Of the lines listed below, return exactly those that run from the line containing "target: blue jeans" through the line containing "target: man holding flag", both included.

**** Input for this task ****

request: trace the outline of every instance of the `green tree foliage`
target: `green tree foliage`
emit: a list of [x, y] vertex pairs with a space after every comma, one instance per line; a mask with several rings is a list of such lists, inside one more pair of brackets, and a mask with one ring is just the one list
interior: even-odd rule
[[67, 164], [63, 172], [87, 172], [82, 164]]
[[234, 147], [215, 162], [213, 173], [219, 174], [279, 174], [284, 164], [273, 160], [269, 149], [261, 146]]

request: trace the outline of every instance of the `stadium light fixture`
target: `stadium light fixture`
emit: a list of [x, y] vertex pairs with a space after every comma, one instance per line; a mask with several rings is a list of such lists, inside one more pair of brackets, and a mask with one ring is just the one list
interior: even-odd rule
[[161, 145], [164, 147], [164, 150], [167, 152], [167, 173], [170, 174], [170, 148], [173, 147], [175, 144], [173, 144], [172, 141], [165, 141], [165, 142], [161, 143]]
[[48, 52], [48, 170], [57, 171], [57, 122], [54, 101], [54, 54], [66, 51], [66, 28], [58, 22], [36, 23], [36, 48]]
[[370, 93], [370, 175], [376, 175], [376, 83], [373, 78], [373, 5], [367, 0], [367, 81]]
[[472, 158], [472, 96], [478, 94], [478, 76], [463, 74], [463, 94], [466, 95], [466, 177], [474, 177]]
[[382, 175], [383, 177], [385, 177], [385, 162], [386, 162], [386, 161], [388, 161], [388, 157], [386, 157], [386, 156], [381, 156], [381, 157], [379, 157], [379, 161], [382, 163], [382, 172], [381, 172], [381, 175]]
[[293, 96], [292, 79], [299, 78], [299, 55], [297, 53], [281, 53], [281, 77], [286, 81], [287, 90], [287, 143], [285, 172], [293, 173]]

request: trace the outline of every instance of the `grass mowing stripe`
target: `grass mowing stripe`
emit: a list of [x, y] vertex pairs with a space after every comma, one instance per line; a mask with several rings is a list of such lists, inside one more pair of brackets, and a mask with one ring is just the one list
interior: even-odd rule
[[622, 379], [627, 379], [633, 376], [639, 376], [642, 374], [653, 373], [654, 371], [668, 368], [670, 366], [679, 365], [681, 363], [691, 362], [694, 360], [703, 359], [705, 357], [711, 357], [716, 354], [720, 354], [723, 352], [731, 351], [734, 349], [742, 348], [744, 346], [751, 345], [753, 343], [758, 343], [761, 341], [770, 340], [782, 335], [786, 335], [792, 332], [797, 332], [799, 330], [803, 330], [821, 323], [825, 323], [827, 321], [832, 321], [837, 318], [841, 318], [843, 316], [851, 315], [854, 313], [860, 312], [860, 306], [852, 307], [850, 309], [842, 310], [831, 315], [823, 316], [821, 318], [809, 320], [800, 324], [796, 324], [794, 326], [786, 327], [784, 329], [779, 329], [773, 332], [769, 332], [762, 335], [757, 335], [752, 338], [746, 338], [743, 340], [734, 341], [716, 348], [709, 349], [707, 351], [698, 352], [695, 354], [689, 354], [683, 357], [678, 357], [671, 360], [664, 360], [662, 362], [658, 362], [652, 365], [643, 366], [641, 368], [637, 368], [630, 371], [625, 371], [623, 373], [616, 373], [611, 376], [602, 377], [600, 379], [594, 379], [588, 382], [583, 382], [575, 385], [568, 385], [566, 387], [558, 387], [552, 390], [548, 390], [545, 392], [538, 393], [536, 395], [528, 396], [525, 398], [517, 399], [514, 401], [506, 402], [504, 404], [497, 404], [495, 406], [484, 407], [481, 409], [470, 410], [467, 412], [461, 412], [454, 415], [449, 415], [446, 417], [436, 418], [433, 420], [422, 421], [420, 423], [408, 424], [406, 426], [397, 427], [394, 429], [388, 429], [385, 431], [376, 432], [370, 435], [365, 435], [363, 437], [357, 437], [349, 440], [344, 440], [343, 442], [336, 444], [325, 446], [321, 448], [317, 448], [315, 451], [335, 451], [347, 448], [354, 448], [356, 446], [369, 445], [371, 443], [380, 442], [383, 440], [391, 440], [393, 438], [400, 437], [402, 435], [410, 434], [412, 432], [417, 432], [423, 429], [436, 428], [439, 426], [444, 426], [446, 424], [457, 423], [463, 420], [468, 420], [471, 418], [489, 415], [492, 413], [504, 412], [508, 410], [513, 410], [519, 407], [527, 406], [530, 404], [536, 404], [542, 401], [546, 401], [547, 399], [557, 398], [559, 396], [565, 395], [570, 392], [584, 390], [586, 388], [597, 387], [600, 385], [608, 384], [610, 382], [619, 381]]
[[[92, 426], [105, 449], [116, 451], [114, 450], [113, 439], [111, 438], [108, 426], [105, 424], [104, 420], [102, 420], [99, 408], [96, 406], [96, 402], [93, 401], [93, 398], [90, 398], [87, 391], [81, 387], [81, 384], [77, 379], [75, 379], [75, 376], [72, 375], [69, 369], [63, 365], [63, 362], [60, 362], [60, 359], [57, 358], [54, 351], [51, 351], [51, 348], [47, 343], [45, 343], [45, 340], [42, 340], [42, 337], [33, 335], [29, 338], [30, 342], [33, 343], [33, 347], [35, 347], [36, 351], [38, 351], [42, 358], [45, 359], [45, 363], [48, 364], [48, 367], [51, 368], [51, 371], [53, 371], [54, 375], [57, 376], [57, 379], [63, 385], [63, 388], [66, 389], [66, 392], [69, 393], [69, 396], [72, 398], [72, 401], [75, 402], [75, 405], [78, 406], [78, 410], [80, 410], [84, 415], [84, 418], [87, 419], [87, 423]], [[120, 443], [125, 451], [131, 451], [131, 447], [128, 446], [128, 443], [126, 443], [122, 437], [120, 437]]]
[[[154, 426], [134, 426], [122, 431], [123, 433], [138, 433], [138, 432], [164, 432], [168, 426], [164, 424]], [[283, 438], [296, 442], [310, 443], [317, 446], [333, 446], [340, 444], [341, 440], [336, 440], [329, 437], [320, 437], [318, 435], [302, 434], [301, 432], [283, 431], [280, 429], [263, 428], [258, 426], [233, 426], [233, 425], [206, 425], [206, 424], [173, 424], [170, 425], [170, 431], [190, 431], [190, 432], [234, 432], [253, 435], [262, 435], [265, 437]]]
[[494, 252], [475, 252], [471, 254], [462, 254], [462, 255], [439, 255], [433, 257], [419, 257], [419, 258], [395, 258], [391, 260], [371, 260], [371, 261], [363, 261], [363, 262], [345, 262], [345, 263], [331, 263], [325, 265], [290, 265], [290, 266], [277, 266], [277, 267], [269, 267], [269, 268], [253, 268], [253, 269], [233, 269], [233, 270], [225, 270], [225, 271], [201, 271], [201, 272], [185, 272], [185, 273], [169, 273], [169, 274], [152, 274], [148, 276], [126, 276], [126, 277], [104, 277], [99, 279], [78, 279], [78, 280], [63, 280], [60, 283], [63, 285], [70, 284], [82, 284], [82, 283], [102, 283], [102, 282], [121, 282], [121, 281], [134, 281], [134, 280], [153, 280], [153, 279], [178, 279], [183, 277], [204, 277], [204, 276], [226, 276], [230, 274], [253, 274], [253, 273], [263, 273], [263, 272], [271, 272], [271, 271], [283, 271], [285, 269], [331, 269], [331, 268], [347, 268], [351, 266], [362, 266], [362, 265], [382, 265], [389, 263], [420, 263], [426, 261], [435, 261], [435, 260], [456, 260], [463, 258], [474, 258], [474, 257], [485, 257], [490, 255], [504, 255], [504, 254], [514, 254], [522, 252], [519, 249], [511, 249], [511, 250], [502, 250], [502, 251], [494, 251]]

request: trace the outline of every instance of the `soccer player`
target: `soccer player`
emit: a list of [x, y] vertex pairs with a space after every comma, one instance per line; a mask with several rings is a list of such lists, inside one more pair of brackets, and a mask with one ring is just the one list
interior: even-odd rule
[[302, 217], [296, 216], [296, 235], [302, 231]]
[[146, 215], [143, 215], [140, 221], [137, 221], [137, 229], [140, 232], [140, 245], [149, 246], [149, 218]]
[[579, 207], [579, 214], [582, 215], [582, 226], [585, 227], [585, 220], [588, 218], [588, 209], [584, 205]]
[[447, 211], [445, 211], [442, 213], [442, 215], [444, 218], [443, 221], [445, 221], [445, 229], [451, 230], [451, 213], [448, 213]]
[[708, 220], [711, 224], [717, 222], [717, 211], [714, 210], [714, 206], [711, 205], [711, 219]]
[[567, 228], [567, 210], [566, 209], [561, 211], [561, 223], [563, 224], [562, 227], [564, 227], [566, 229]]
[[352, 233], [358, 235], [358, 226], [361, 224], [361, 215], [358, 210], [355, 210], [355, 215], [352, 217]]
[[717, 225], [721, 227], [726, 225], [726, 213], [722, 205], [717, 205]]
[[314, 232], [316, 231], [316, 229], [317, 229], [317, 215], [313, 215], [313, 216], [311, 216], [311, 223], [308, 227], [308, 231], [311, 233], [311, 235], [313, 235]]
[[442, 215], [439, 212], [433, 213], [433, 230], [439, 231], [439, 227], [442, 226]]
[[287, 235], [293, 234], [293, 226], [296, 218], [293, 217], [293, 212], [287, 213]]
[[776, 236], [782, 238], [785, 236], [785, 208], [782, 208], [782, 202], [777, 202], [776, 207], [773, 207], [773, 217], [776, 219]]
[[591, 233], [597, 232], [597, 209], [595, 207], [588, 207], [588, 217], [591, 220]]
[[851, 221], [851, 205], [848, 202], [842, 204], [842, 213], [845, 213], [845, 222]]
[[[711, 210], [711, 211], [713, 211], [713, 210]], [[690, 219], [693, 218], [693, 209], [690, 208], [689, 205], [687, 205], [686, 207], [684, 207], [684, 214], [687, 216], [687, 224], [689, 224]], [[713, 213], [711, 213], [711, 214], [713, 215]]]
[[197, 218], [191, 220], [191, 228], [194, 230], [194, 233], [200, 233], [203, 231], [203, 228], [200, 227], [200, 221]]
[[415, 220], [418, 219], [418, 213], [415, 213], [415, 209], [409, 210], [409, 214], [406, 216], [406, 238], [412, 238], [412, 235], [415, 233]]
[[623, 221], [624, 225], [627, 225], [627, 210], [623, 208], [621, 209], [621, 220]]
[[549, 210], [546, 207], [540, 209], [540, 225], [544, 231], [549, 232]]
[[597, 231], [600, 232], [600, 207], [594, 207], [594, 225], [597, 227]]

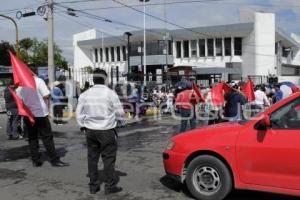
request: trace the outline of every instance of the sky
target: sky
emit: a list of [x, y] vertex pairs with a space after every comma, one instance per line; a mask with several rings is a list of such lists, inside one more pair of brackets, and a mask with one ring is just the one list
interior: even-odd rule
[[[45, 5], [45, 0], [0, 0], [0, 14], [16, 19], [17, 11], [31, 12]], [[104, 36], [122, 35], [143, 27], [143, 11], [139, 0], [54, 0], [54, 40], [63, 50], [69, 64], [73, 63], [73, 35], [92, 28]], [[176, 2], [176, 3], [174, 3]], [[243, 22], [243, 17], [255, 11], [276, 14], [276, 25], [285, 32], [300, 35], [300, 0], [150, 0], [146, 12], [183, 27], [213, 26]], [[67, 8], [77, 10], [76, 17], [67, 15]], [[241, 14], [242, 13], [242, 14]], [[93, 15], [93, 16], [91, 16]], [[101, 17], [101, 19], [99, 19]], [[104, 20], [111, 22], [105, 22]], [[16, 19], [20, 39], [47, 39], [47, 21], [43, 16]], [[134, 26], [134, 27], [132, 27]], [[178, 27], [147, 17], [147, 28]], [[107, 33], [107, 34], [106, 34]], [[109, 34], [109, 35], [108, 35]], [[15, 42], [12, 23], [0, 17], [0, 40]]]

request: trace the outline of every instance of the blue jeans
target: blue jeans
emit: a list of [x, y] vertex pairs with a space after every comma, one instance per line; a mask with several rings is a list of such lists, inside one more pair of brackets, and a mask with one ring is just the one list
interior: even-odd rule
[[188, 121], [190, 121], [191, 129], [196, 128], [196, 118], [195, 114], [193, 113], [192, 109], [180, 109], [180, 116], [181, 116], [181, 126], [180, 126], [180, 133], [185, 132], [187, 129]]

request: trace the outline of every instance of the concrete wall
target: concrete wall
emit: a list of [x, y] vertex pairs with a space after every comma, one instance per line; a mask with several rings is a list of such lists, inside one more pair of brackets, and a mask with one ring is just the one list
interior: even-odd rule
[[274, 13], [255, 13], [255, 75], [267, 76], [277, 73], [275, 68], [275, 31]]
[[73, 47], [74, 47], [74, 79], [83, 84], [83, 79], [88, 79], [84, 74], [80, 73], [80, 69], [86, 66], [93, 67], [93, 49], [83, 49], [77, 45], [78, 41], [96, 39], [96, 30], [88, 30], [82, 33], [75, 34], [73, 36]]

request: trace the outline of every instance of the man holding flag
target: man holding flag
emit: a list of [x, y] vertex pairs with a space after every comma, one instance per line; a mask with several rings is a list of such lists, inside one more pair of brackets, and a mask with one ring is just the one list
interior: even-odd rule
[[50, 157], [52, 166], [69, 166], [69, 164], [62, 162], [56, 153], [48, 118], [50, 91], [45, 82], [33, 75], [30, 69], [11, 52], [10, 57], [14, 84], [21, 87], [19, 95], [23, 102], [15, 95], [13, 90], [11, 90], [11, 93], [17, 101], [19, 112], [21, 112], [19, 114], [26, 116], [25, 123], [33, 166], [40, 167], [43, 164], [39, 155], [39, 135]]

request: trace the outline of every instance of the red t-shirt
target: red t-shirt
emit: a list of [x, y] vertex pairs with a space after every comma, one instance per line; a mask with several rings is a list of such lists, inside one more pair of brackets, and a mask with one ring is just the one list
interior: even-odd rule
[[192, 109], [193, 102], [199, 103], [199, 97], [194, 90], [184, 90], [177, 95], [176, 106], [183, 109]]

****

_Response box_:
target: blue jeans
emit: a list of [x, y] vertex pairs with a space after every comma, one instance per line; a mask with several rings is a list of such lists, inside one more pair of brackets, and a mask with one ring is just the one list
interior: even-odd rule
[[188, 121], [190, 121], [191, 129], [196, 128], [196, 118], [195, 114], [193, 113], [192, 109], [180, 109], [180, 116], [181, 116], [181, 126], [180, 126], [180, 133], [185, 132], [187, 129]]

request: trace the outline of every instance of the concrete wall
target: concrete wall
emit: a list of [x, y] vertex pairs with a space after every comma, one instance per line; a mask with several rings is a list of such lists, inside one more pair of brackets, and a mask with one ring is just the one list
interior: even-odd rule
[[274, 13], [255, 13], [255, 75], [267, 76], [277, 73], [275, 68], [275, 31]]
[[73, 47], [74, 47], [74, 79], [83, 84], [83, 79], [88, 79], [84, 74], [80, 73], [80, 69], [86, 66], [93, 67], [93, 49], [83, 49], [77, 45], [78, 41], [96, 39], [96, 30], [88, 30], [82, 33], [75, 34], [73, 36]]

request: trace the outline of every instance of the man holding flag
target: man holding flag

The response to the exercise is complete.